PROMPT ▸ Copy the listing from the line with "every small wooded" to the line with "345;99;490;148", substituting "tree-covered slope" for "forested hillside" and leaving everything else the same.
BEGIN INFORMATION SHOWN
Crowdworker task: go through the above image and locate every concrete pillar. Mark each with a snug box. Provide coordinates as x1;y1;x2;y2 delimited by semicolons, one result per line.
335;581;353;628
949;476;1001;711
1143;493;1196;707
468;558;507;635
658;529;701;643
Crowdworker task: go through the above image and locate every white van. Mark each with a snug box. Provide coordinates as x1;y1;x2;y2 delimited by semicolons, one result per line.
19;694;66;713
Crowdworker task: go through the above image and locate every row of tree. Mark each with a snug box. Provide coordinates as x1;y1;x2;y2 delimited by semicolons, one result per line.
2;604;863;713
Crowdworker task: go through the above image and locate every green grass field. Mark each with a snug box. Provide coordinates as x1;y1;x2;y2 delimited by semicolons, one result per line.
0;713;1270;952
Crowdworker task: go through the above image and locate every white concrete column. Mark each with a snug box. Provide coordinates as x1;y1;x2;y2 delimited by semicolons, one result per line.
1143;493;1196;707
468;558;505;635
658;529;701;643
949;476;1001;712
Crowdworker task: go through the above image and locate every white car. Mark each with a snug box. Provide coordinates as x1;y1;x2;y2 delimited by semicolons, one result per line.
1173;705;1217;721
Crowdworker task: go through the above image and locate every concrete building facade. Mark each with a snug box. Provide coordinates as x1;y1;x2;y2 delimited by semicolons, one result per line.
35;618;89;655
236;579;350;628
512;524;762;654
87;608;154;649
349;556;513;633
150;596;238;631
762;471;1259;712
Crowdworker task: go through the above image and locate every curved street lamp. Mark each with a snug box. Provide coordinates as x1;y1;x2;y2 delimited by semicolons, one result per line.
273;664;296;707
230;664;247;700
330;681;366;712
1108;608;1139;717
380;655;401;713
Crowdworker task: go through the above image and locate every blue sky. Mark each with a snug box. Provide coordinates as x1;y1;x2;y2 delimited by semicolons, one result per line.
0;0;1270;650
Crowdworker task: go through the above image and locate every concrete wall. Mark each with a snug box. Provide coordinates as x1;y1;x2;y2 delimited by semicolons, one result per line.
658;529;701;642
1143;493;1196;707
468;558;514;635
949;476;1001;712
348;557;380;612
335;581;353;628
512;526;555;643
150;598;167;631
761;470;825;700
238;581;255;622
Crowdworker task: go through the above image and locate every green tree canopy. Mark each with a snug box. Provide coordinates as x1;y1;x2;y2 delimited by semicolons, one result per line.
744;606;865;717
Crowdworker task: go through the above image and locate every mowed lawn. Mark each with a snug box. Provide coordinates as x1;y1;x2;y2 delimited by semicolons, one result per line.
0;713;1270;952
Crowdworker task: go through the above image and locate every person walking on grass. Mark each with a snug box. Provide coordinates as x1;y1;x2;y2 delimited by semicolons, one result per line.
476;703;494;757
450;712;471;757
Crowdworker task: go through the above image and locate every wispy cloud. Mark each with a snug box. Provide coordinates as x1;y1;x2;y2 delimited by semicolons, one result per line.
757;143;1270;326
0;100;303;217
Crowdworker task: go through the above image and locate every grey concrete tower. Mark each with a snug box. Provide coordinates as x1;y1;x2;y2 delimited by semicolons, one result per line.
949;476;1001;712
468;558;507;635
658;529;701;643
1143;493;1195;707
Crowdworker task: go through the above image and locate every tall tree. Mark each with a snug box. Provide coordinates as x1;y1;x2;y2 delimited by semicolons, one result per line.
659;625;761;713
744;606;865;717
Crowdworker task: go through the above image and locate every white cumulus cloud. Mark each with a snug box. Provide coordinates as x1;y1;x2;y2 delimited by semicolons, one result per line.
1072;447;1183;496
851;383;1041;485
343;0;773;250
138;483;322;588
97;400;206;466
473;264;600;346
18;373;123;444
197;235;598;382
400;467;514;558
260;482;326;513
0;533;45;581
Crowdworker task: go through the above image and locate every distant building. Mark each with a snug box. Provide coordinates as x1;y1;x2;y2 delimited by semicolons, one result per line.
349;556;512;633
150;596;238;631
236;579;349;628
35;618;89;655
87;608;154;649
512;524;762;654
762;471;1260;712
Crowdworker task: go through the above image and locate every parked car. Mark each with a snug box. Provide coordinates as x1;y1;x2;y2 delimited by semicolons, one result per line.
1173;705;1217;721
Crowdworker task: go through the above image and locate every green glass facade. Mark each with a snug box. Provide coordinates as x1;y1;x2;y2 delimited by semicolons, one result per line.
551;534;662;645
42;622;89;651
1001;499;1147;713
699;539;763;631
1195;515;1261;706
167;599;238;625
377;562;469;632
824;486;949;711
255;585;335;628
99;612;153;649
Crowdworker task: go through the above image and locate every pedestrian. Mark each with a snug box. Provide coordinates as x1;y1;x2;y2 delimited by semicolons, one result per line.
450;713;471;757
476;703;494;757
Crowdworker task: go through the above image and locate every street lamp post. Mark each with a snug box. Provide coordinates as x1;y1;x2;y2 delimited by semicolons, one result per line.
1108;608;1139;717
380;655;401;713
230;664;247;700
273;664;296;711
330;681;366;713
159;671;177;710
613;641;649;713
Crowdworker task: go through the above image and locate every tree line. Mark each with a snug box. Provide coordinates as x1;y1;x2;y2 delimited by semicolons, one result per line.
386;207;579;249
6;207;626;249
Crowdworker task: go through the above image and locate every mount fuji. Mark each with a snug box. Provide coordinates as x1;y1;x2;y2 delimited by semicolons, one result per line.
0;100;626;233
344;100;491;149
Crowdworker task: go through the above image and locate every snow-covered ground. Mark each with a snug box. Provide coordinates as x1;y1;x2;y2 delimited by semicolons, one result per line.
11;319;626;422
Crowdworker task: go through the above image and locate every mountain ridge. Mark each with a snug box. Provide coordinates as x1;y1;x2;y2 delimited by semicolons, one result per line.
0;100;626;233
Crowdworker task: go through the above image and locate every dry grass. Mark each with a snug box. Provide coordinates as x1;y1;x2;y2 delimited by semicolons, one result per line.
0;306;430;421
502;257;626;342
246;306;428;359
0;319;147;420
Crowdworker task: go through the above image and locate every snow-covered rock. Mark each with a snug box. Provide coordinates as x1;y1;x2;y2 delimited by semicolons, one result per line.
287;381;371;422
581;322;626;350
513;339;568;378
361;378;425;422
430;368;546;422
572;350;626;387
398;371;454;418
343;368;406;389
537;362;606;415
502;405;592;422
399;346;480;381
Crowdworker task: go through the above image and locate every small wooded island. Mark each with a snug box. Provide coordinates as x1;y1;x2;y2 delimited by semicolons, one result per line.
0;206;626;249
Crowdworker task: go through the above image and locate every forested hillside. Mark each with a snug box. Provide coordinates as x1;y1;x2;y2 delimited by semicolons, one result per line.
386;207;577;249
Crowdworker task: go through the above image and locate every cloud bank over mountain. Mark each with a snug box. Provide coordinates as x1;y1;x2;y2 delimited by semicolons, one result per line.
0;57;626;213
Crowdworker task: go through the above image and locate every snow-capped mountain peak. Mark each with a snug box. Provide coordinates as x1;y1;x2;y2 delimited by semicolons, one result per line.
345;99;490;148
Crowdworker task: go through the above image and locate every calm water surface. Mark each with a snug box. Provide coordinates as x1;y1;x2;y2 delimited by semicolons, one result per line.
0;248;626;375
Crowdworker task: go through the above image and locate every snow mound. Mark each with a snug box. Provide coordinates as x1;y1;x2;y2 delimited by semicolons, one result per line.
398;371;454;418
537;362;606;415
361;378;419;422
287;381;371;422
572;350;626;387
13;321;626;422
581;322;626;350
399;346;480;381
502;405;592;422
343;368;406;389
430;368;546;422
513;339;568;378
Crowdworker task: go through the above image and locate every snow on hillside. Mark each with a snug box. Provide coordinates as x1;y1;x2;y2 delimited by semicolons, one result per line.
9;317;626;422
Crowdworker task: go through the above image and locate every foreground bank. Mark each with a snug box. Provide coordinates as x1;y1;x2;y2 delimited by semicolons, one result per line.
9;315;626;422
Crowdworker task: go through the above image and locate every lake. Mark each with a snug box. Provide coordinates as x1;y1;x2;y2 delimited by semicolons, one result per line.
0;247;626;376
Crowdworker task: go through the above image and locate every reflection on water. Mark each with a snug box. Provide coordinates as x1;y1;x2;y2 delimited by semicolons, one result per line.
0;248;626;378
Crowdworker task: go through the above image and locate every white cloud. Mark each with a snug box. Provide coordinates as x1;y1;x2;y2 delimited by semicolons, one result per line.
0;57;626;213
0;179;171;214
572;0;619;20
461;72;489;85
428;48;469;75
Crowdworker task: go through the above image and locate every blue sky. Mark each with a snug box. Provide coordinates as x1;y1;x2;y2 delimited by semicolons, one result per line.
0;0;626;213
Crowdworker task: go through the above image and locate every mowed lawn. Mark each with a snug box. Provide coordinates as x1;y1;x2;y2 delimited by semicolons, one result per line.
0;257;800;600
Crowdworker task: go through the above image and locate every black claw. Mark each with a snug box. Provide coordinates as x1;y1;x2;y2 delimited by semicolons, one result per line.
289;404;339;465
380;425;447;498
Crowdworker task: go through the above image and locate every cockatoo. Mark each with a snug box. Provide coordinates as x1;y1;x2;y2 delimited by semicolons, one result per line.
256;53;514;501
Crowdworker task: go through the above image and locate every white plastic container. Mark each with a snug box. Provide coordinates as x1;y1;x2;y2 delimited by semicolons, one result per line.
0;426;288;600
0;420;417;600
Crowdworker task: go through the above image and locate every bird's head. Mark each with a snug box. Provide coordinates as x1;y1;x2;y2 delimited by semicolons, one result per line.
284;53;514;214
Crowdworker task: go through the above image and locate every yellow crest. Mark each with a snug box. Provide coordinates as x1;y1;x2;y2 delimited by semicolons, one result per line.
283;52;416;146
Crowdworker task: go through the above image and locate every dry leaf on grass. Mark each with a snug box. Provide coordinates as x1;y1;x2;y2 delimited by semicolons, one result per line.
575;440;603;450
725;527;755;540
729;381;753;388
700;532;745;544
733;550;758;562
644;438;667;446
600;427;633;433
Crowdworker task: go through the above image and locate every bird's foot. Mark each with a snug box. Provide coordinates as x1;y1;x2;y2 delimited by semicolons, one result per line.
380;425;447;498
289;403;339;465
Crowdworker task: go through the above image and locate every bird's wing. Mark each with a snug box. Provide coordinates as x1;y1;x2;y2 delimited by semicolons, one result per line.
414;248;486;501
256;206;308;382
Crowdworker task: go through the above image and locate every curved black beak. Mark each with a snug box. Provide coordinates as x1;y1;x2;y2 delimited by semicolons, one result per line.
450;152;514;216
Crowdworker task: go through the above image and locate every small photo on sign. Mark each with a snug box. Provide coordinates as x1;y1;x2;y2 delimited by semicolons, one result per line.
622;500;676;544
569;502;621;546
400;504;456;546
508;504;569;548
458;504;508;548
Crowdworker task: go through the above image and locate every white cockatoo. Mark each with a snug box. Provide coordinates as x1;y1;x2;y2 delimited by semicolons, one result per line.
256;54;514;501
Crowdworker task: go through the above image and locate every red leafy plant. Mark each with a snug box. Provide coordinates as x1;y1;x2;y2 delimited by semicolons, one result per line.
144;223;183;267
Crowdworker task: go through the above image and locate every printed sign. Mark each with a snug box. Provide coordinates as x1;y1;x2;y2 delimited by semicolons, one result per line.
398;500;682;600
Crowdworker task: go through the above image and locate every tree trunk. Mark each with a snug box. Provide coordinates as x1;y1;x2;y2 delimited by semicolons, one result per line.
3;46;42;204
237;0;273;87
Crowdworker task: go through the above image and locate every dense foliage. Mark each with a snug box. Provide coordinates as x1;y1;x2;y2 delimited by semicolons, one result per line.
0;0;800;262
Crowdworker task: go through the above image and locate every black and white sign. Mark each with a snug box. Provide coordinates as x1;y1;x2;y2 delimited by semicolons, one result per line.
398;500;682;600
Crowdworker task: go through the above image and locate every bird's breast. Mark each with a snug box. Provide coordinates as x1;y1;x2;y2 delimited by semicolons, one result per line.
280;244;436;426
END INFORMATION SHOWN
EXERCISE ANSWER ▸
Crowdworker task: go through the above image and locate every small wooded island. Mark each with a snug box. Provide coordinates as x1;y1;x2;y2 delimited by semicolons, one result per line.
0;206;626;249
Crowdworker task: go through the above image and locate every tree-covered slope. Mark each with a snug box. Provide coordinates as x1;y1;x2;y2 delimited by semicolons, one result per line.
386;207;577;249
Crowdworker task: go through the above image and locate every cloud bank over mountain. Mark each with a snug box. Provide coordinates as x1;y1;x2;y2 delimited by semicolons, one result per line.
0;57;626;213
Crowdworker task: go through the above image and locate every snow-capped mountain peak. Mark each with a snug box. Provide coordinates as x1;y1;x2;y2 delimited by semicolons, one result per line.
345;99;490;148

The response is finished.